Sattari in North Goa was once the stronghold of the Ranes — a clan that traced its lineage to the Rajputs of Rajputana and built its reputation on defiance and dominance. In 1746, frustrated with their Sawantwadi overlords, the Ranes pledged loyalty to the Portuguese crown through a Treaty of Vassalage. But rebellion ran in their blood. The peace collapsed. The first revolt erupted in 1755, followed by fourteen uprisings between 1782 and 1825.
The final Rane revolt in 1912 ended brutally — rebels imprisoned, deported and executed.
History tells us they fought. History tells us they resisted.
So here’s the question: when confrontation arrived at his doorstep, where was Vishwajit Rane?
When thousands of protestors gathered near his Miramar residence on Monday evening, the self-styled strongman was nowhere to be seen. This is the same Vishwajit Rane who thundered, “I will have 5,000 of my constituents guarding me at my residence.”
Where were they?
This is the same man who boasted, “I can bring 45,000 people from Sattari in one night and completely block Panjim.”
Yet while protestors — including women — sat peacefully at Azad Maidan for four days, the so-called lion of Sattari did not emerge. Not to face them. Not to answer them. Not even to acknowledge them.
If you market yourself as fearless, you cannot vanish when the doorbell rings.
For years, I have said it plainly: Vishwajit Rane thrives on bluster. Loud declarations. Swaggering claims. Carefully staged strength. But every difficult question is met with the same retreat — “It’s in court. It’s sub judice.”
At what point does legal caution become political camouflage?
Questions on land conversions? Sub judice.
Agricultural land transformed into concrete corridors? Sub judice.
Transparency about the constitution of the Town and Country Planning Board — not even remotely in court? Silence.
A pattern is not an accident. It is a strategy.
Ironically, even people from his own constituency have begun to call his bluff. Many from Sattari stood in solidarity with the protestors at Azad Maidan. They made one thing clear: they are not anyone’s slaves.

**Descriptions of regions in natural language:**
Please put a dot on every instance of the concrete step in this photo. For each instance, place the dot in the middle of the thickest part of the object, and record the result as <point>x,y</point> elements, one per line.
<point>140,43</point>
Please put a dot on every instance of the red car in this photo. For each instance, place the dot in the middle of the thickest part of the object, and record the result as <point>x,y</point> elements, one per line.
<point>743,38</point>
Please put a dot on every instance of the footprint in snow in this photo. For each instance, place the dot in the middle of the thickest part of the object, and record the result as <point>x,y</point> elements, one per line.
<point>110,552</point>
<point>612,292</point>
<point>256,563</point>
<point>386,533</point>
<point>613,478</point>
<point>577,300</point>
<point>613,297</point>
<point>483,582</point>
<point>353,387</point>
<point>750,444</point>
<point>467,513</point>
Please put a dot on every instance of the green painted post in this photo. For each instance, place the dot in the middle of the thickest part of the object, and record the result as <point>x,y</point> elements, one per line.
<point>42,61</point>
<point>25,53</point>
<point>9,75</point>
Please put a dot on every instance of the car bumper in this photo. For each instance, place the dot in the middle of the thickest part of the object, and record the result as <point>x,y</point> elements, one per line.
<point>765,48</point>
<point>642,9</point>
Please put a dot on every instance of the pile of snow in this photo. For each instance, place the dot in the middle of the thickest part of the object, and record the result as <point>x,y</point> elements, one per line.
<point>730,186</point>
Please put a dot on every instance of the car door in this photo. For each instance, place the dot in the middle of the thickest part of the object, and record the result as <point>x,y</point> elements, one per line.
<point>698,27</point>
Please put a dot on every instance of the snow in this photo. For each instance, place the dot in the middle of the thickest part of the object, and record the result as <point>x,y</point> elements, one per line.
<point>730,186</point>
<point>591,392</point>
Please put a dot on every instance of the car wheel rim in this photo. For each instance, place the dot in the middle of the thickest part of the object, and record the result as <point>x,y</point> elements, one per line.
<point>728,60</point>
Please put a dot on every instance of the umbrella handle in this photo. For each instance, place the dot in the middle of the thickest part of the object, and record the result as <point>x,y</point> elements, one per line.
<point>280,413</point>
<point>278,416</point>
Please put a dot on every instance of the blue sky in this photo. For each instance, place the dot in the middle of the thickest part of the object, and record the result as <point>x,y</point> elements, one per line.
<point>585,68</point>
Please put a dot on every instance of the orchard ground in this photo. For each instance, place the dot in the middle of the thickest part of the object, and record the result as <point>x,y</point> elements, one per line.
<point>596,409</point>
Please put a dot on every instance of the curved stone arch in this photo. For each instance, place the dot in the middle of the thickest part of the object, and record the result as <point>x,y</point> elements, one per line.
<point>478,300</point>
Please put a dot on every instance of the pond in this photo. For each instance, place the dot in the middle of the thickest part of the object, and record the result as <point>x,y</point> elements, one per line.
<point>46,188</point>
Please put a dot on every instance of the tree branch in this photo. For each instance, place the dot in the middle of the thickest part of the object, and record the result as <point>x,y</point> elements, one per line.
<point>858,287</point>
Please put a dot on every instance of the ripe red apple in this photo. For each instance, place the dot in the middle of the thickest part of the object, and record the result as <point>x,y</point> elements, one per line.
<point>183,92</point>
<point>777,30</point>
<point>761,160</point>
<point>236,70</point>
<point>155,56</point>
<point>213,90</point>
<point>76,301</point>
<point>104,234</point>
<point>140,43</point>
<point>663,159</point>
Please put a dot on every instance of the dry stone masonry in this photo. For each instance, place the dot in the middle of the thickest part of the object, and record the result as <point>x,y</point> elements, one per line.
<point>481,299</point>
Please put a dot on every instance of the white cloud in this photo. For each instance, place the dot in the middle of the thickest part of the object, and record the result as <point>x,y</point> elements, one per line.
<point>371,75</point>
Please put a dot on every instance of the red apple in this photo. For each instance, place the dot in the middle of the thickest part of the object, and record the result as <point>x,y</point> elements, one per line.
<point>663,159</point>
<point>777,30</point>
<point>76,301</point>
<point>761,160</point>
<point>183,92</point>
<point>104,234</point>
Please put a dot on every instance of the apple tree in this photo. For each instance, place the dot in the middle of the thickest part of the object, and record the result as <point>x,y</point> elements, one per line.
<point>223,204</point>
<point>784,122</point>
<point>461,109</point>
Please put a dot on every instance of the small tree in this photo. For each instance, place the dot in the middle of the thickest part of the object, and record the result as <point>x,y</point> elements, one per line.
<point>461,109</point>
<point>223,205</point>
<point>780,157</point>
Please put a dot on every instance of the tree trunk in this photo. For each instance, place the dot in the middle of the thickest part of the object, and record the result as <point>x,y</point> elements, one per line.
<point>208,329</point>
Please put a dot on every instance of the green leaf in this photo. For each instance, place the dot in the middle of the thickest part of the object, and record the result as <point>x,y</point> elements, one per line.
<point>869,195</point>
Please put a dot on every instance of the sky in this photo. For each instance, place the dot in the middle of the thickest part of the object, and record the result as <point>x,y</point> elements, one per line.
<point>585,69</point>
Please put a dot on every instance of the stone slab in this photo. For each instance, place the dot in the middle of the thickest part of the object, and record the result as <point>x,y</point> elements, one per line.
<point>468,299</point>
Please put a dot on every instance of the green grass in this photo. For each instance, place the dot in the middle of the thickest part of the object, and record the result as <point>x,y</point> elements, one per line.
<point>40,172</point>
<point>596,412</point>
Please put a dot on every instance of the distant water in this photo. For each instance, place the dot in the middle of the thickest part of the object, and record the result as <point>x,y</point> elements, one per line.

**Tasks:**
**A)** According to the opinion piece on Vishwajit Rane, in what year did the Ranes pledge loyalty to the Portuguese crown?
**B)** Copy the opinion piece on Vishwajit Rane word for word, between "The final Rane" and "the doorbell rings.", inclusive.

**Results of the tasks:**
**A)** 1746

**B)**
The final Rane revolt in 1912 ended brutally — rebels imprisoned, deported and executed.
History tells us they fought. History tells us they resisted.
So here’s the question: when confrontation arrived at his doorstep, where was Vishwajit Rane?
When thousands of protestors gathered near his Miramar residence on Monday evening, the self-styled strongman was nowhere to be seen. This is the same Vishwajit Rane who thundered, “I will have 5,000 of my constituents guarding me at my residence.”
Where were they?
This is the same man who boasted, “I can bring 45,000 people from Sattari in one night and completely block Panjim.”
Yet while protestors — including women — sat peacefully at Azad Maidan for four days, the so-called lion of Sattari did not emerge. Not to face them. Not to answer them. Not even to acknowledge them.
If you market yourself as fearless, you cannot vanish when the doorbell rings.